• **Material**:
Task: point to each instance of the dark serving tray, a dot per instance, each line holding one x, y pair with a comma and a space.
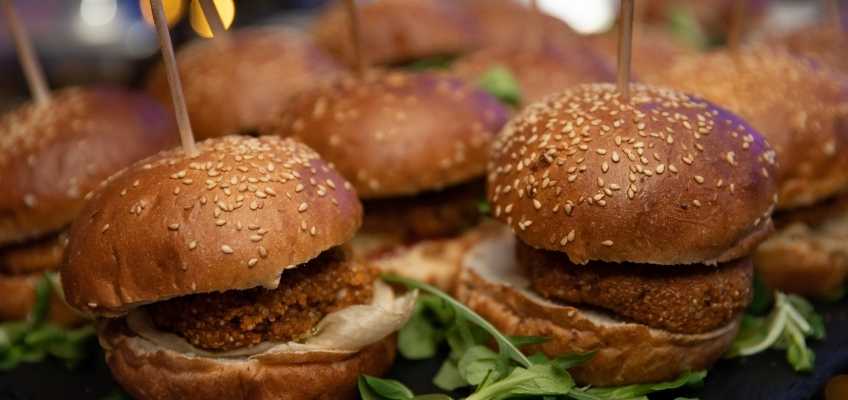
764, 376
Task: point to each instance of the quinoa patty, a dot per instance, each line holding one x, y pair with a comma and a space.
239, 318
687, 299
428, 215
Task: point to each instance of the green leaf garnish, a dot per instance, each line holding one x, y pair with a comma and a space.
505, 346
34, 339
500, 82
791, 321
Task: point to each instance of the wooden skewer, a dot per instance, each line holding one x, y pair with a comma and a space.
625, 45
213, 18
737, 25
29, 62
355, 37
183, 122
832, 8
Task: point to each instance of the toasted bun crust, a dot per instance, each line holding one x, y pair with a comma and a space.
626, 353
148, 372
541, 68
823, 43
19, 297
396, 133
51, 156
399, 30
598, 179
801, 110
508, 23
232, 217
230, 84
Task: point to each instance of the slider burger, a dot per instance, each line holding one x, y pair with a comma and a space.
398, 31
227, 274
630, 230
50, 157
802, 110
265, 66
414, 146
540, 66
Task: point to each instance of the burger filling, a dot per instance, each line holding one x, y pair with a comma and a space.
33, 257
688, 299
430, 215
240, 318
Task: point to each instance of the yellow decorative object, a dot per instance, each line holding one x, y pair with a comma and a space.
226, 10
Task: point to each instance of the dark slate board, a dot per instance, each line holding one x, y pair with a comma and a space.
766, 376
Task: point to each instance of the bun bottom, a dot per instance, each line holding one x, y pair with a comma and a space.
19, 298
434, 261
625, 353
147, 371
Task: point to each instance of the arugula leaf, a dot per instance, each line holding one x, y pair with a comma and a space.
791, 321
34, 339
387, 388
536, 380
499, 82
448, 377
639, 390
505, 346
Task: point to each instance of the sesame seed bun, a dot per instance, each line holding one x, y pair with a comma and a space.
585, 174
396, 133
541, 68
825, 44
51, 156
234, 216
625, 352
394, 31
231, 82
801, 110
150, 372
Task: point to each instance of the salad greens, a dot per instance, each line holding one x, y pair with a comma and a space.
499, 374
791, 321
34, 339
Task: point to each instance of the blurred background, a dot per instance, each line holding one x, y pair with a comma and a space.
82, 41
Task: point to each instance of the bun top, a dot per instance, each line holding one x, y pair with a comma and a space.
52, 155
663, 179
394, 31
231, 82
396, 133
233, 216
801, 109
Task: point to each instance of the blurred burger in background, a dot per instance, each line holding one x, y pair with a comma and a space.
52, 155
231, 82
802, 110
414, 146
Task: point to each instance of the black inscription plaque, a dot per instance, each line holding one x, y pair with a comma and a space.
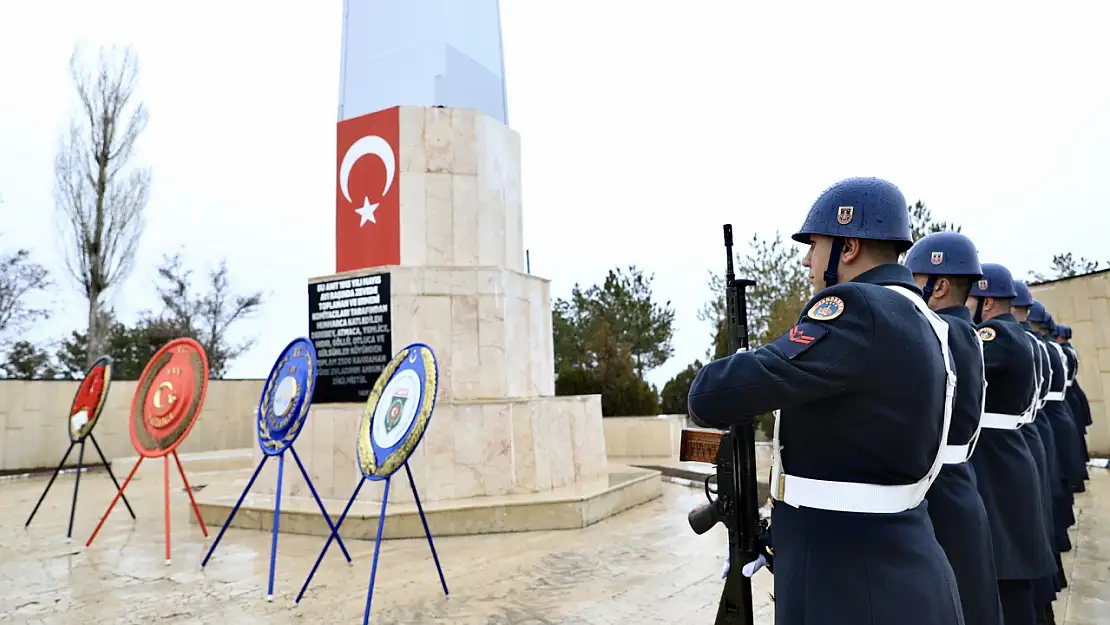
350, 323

• **What this task involves**: Write out all of the data above word for word, but leave out the pictures.

• **Answer**:
Task: point to each instance of the dark serving tray, a dot per instance, each line holding one x, y pair with a comma and a space.
764, 376
Task: point to each instance of the quinoa patty, a dot per instance, each line holding one x, y pair with a comma and a space.
239, 318
687, 299
428, 215
Task: point to each instance of the green leaf garnish, a dot per instance, each line holding one x, y pair with a comma and a space.
505, 346
34, 339
500, 82
791, 321
Task: point to each instance of the wooden skewer, a dot per instance, each line holding one x, y pair with a comma and a space.
625, 45
213, 18
737, 25
29, 62
355, 37
183, 122
832, 8
Task: point to each instance of the toasted bun crust, a dot per instance, each line holding one x, y pair with a comma and a space.
626, 353
148, 372
541, 68
823, 43
19, 297
396, 133
51, 156
399, 30
598, 179
801, 110
508, 23
232, 217
230, 84
Task: point to each instance of the slider burger, a dot per instance, each line holding one x, y pair with a comma and a space.
398, 31
227, 274
630, 230
50, 157
802, 110
265, 66
414, 146
540, 66
Task: point to each instance of the burger filling, a dot per instance, each line holding one x, y pair with a comma and a space.
33, 257
688, 299
430, 215
240, 318
Task: point to each instance of the yellow decorative object, a dot per instance, each line holding one x, y pair with a comma and a space.
226, 10
Task: point to each instance of the dark slate board, a dot per instance, each line holding one x, y pair with a comma and a space.
766, 376
Task: point to each instance of the bun bottom, a dot per instance, each line holding one x, y pair with a comma and a space.
19, 298
434, 261
625, 353
147, 371
Task: point to each instance of the arugula leaf, a dot per instance, each line holding one x, y pair with a comma and a space.
791, 321
34, 339
387, 388
536, 380
499, 82
448, 377
639, 390
505, 346
Task: point to each instance of the sesame seed bun, a dot per instance, each line holding one x, y pair with a comma and a space.
585, 174
396, 133
541, 68
825, 44
51, 156
234, 216
625, 352
394, 31
231, 82
801, 110
150, 372
Task: point to each instance of the salad greens, a dot per instance, each line holding one x, y pair with a comma and a space.
499, 374
791, 321
34, 339
Task: point to each instance of the blurred background, a dot per instance, each line holding one x, y pair with a comma and a space.
82, 41
Task: point to each instance of the bun top, a dot per instance, each line holding one x, y pair with a comma and a space.
52, 155
663, 179
394, 31
231, 82
396, 133
233, 216
801, 109
Task: point to each instance of the blurred burger in background, a dot per instance, each line holding one x, y pair with a comma and a space.
52, 155
231, 82
802, 110
414, 146
Task: point to each instance of the black inscription plaque, a dot per instance, each line holding one x, y pair with a comma and a space.
350, 323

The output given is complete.